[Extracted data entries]
# # # #

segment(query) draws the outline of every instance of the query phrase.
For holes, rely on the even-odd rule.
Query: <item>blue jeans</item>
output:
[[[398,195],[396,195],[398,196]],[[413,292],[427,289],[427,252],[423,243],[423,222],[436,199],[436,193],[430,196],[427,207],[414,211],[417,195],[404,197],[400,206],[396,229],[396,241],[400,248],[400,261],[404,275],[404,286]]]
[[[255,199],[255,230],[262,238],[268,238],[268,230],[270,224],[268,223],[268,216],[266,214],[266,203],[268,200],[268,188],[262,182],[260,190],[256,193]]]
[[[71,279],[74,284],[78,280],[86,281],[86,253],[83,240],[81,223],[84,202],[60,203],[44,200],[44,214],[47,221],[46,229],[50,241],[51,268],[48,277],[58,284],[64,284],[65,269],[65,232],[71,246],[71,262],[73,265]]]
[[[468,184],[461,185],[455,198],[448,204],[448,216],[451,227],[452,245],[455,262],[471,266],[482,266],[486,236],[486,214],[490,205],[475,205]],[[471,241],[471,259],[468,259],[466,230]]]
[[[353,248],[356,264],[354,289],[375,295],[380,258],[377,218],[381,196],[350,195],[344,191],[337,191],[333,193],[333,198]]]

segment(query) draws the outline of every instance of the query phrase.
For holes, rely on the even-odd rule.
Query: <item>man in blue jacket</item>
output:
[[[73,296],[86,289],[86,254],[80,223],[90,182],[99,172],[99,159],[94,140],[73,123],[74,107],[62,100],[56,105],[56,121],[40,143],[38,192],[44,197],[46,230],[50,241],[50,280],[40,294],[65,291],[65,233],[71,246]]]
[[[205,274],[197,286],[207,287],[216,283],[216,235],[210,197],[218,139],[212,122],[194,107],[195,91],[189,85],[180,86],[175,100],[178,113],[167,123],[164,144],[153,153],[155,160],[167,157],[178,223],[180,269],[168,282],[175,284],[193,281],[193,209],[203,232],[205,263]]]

# # # #

#### [GIVEN REQUEST]
Render every line of the records above as a numbered list, leaving out the blank lines.

#### [FINAL RESULT]
1. segment(query) draws the outline of every instance of the query phrase.
2. For holes, rely on the even-odd rule.
3. Query: <item>blue jeans</item>
4. output:
5. [[[398,195],[396,195],[398,196]],[[413,292],[427,289],[427,252],[423,243],[423,222],[436,199],[436,193],[430,196],[427,207],[414,211],[417,195],[404,197],[400,206],[396,229],[396,241],[400,248],[400,261],[404,275],[404,286]]]
6. [[[255,199],[255,230],[262,238],[268,238],[268,230],[270,224],[268,223],[268,216],[266,214],[266,203],[268,200],[268,188],[262,182],[260,190],[256,193]]]
7. [[[71,279],[74,284],[78,280],[86,281],[86,253],[83,240],[81,223],[84,202],[60,203],[44,200],[44,214],[47,221],[46,229],[50,241],[51,268],[48,277],[58,284],[64,284],[65,269],[65,232],[71,246],[71,262],[73,265]]]
8. [[[468,184],[461,185],[455,198],[448,204],[448,216],[451,227],[452,245],[455,262],[471,266],[482,266],[486,236],[486,214],[490,205],[475,205]],[[471,241],[471,259],[468,259],[466,230]]]
9. [[[353,248],[356,264],[354,289],[375,295],[380,258],[377,218],[381,196],[350,195],[344,191],[337,191],[333,193],[333,198]]]
10. segment(query) draws the outline of every instance of the query phrase.
11. For holes, rely on the even-odd rule.
12. Query: <item>man in blue jacket</item>
13. output:
14. [[[73,296],[86,289],[86,254],[80,223],[90,182],[99,172],[99,159],[94,140],[73,123],[74,107],[62,100],[56,105],[56,121],[40,143],[38,192],[44,197],[46,230],[50,241],[50,280],[40,294],[65,291],[65,233],[71,246]]]
15. [[[205,274],[197,286],[207,287],[216,283],[216,235],[210,197],[218,139],[212,122],[194,107],[195,91],[189,85],[180,86],[175,100],[178,113],[167,123],[164,144],[153,153],[155,160],[167,157],[178,223],[180,269],[168,282],[175,284],[193,281],[193,209],[203,232],[205,263]]]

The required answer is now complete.